▶ WAS ZU TUN IST
Wie alt war die erzählende Person laut dem Text zur Analyse, als sich der Vorfall an der St. Paul’s School ereignete?

▶ TEXT ZUR ANALYSE
=-=-=

Zehn Tage nach dem Vorfall bekam ich plötzlich heftige Halsschmerzen. Als hätte ich eine Glasscherbe verschluckt. Im Speisesaal benetzte ich meine Zunge mit Eiswasser und beugte meinen Kopf nach hinten, um die kühle Flüssigkeit die Kehle hinunterlaufen zu lassen. Schlucken konnte ich nicht, das tat zu sehr weh. Wenn ich richtig Hunger hatte, nippte ich ein wenig an der Magermilchflasche. Milch macht immerhin etwas satter als Wasser.
Der Vorfall hatte sich Ende Oktober ereignet, kurz vor Halloween, an der St. Paul’s School in Concord, im US-Bundesstaat New Hampshire. Ich war damals 15 Jahre alt. Seitdem habe ich meine Geschichte mehr als ein Dutzend Mal erzählt, nicht nur meinen Eltern, Therapeuten und Freunden, auch von Kriminalbeamten wurde sie aufgezeichnet.
Eigentlich ist die Geschichte gewöhnlich, erschreckend gewöhnlich. Sie handelt von sexueller Gewalt in einem Internat in Neuengland. Ich wurde in einem privilegierten Umfeld angegriffen; ich habe in einem privilegierten Umfeld überlebt. Mich beschäftigt an meiner Geschichte auch weniger das, was passiert ist. Das werde ich sowieso nie vergessen. Mich beschäftigt vielmehr, dass es schier unmöglich ist, durch das Erzählen dem Geschehenen die Macht zu nehmen, die es über mich besitzt.

=-=-=

▶ ANGEZEIGTE INFORMATIONEN
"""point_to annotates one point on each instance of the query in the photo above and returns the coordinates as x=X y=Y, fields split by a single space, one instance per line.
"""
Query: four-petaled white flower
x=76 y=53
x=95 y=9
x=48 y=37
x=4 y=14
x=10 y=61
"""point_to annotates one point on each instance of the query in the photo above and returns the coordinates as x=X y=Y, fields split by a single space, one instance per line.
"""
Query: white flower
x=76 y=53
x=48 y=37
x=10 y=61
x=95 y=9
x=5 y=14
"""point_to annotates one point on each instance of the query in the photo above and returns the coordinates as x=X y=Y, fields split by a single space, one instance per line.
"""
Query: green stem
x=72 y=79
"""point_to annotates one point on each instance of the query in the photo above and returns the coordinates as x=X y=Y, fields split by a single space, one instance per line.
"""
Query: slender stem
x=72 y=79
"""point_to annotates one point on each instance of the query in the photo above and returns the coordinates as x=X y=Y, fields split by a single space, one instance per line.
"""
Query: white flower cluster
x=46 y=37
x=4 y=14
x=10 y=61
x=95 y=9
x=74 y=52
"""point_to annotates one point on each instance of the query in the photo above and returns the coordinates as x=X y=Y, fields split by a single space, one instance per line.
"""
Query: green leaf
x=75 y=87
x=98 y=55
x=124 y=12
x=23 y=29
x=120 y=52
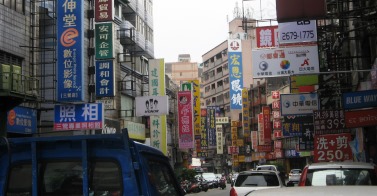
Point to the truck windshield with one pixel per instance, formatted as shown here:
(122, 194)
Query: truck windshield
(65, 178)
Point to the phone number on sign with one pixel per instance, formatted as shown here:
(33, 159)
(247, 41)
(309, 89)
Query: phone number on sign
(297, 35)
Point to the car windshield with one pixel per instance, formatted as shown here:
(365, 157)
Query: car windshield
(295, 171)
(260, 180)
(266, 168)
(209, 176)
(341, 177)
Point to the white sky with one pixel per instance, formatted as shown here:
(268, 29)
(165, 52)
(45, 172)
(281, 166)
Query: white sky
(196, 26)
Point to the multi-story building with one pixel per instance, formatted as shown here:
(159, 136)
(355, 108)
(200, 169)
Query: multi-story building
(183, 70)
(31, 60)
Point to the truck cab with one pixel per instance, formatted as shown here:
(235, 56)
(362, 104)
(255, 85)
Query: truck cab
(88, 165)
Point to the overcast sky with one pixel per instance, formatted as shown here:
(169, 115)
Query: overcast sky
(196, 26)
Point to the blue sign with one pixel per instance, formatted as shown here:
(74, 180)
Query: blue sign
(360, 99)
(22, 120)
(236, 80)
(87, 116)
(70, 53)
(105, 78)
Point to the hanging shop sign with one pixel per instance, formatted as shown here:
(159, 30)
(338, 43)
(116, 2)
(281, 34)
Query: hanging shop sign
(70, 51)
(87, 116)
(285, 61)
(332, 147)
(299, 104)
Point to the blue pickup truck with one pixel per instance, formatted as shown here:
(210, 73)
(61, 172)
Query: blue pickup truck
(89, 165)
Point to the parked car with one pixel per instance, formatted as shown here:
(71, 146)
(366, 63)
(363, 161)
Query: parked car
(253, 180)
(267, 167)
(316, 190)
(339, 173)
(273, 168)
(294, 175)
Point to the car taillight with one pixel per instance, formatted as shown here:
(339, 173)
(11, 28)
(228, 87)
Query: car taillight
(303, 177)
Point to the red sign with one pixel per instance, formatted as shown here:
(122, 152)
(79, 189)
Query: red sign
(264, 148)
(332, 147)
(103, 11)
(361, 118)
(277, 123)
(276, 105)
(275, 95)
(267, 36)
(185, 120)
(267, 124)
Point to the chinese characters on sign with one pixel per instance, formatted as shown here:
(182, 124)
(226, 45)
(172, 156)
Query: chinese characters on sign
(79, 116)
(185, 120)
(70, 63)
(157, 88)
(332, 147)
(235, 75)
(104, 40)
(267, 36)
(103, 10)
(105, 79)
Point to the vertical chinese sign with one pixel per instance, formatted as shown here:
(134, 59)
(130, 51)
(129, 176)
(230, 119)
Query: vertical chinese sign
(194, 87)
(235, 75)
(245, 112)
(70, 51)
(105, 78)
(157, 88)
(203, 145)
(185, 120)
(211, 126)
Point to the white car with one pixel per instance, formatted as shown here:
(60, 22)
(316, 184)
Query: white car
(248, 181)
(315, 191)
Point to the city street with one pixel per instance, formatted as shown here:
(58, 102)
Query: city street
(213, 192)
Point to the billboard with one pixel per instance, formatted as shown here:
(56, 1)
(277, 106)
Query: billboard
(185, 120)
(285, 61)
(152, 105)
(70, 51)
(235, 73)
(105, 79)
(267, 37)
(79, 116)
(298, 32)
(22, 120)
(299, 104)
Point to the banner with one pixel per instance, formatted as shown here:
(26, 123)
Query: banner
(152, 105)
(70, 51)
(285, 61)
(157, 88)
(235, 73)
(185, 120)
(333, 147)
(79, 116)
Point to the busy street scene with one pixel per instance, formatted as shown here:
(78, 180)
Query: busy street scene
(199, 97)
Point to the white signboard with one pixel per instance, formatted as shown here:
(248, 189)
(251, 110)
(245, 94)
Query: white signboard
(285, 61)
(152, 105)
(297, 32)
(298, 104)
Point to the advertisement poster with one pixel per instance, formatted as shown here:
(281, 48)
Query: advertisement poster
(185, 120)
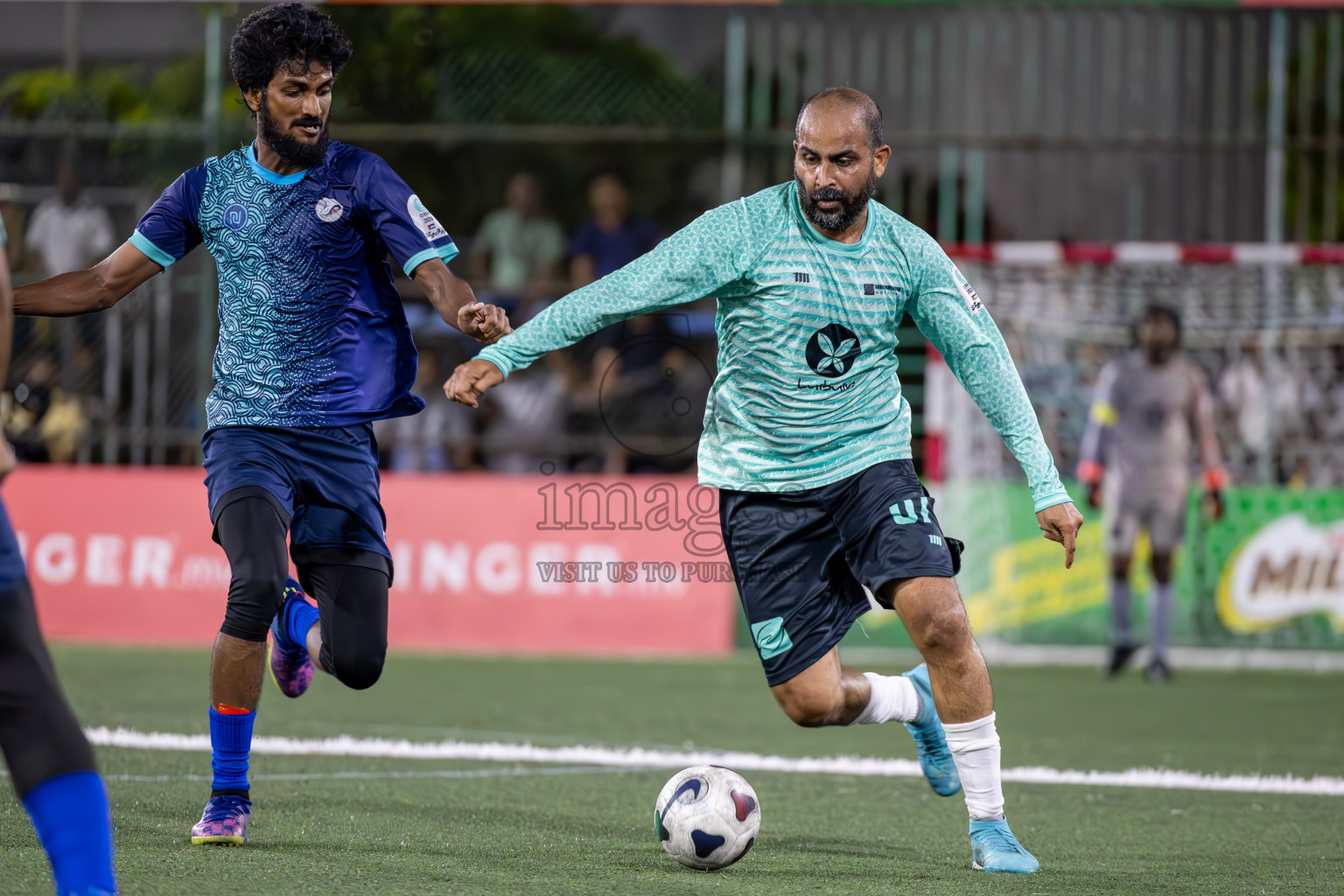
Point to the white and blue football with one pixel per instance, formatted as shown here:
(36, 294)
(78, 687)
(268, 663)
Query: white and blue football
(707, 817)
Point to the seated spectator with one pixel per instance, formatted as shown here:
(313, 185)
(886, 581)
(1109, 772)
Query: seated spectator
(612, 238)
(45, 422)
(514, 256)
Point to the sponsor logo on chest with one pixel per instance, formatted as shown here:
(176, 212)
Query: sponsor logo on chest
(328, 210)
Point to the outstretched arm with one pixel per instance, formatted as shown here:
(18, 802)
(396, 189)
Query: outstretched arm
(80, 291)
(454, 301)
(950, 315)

=-=-=

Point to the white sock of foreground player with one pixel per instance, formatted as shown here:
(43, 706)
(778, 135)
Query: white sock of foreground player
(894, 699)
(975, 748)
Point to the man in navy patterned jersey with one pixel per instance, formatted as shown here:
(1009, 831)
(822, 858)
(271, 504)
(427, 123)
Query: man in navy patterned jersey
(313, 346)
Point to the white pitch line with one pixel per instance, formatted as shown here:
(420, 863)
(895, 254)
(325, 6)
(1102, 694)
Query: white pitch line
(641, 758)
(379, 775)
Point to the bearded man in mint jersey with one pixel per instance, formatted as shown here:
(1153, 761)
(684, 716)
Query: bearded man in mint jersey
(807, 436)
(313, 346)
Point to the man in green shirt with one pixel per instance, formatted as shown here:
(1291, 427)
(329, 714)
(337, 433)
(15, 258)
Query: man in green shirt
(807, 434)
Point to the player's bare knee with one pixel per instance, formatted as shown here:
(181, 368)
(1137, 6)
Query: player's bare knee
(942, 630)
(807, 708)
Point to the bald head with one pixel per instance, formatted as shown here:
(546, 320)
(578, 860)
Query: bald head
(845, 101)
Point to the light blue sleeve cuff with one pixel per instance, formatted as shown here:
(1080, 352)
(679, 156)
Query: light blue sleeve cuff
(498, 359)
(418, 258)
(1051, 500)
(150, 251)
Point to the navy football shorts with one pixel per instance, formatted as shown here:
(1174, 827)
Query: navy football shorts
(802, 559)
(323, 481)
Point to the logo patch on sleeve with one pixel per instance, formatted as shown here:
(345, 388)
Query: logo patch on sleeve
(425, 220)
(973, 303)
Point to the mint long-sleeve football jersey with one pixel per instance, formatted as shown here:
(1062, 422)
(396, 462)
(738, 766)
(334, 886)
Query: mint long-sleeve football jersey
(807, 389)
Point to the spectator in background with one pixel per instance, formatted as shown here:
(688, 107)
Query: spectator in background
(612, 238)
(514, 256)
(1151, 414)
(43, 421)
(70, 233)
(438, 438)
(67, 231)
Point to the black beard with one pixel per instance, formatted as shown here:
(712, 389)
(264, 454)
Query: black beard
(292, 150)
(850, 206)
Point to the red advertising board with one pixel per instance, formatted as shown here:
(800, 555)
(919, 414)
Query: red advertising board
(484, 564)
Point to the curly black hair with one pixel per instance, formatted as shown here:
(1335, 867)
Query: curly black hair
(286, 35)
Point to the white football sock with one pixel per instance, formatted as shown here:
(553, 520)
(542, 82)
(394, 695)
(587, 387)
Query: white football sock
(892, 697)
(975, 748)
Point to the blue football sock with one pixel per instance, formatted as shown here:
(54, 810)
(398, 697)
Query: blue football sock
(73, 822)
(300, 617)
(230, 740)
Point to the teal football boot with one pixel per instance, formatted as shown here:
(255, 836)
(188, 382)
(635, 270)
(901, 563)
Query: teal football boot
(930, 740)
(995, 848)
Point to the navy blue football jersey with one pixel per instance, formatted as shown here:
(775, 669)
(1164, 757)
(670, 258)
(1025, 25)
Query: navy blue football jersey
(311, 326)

=-=-=

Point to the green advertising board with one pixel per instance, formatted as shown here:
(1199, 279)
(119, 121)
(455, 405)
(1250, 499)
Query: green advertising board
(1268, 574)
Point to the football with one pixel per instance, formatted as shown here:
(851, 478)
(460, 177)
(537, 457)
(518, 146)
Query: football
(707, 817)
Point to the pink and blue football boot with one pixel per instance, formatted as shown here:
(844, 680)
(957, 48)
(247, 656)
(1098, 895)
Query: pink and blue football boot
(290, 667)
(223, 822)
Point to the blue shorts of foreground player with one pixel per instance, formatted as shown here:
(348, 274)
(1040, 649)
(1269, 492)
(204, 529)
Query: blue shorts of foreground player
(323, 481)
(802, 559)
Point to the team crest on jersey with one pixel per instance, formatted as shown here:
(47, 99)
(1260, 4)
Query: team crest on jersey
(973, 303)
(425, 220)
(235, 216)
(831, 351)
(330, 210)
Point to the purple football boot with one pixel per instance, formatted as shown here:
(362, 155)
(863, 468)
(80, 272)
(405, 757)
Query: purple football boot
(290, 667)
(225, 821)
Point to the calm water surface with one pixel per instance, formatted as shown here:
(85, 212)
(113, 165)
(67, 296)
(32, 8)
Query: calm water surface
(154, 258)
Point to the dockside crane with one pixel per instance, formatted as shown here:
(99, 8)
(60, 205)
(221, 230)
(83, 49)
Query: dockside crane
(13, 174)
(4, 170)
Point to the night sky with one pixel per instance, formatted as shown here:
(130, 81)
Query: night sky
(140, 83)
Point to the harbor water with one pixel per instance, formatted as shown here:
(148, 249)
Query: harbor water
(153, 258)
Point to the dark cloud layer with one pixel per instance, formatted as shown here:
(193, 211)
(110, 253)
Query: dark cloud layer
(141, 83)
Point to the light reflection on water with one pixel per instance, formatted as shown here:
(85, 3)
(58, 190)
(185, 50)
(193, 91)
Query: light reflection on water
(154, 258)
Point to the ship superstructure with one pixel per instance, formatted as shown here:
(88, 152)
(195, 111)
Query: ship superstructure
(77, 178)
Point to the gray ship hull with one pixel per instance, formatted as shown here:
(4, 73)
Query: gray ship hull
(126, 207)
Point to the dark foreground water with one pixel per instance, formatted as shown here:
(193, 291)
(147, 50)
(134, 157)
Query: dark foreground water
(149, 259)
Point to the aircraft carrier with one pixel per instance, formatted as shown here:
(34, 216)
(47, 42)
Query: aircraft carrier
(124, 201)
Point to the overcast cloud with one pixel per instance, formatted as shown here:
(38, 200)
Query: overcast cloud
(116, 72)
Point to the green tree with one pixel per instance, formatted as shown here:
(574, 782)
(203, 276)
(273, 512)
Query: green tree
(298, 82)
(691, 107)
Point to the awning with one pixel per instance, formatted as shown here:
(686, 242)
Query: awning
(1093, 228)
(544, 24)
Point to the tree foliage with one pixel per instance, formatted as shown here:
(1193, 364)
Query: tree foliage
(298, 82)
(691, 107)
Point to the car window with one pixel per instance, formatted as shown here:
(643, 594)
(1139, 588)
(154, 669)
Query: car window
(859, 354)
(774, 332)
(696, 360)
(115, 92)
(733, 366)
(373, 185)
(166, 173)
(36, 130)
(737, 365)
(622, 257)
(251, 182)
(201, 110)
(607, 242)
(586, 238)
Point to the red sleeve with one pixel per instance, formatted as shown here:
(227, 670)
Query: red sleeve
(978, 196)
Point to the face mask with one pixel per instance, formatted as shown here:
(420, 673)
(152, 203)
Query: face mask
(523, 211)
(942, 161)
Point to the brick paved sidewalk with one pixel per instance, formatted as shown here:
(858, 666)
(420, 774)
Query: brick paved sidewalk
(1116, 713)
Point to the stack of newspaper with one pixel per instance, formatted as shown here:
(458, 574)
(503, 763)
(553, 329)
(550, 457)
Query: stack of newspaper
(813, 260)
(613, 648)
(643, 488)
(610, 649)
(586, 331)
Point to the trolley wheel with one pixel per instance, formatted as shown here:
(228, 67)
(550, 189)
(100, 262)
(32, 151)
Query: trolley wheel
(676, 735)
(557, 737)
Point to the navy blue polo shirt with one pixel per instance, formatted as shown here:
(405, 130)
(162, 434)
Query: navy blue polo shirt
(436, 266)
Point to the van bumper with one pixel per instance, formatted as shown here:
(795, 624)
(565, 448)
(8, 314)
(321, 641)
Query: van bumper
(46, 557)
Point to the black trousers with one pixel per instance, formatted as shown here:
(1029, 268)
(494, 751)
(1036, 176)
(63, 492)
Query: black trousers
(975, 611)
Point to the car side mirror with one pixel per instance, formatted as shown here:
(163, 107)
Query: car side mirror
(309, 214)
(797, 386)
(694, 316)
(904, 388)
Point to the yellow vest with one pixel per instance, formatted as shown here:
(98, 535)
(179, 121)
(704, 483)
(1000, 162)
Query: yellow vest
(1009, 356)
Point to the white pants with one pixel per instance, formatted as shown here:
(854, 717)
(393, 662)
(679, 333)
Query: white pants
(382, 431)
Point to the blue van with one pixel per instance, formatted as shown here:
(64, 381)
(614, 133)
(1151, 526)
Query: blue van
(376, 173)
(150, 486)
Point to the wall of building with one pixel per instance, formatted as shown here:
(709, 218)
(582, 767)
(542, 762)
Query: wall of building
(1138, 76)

=-=-=

▶ ERGEBNIS DER AUFGABE
15 Jahre alt.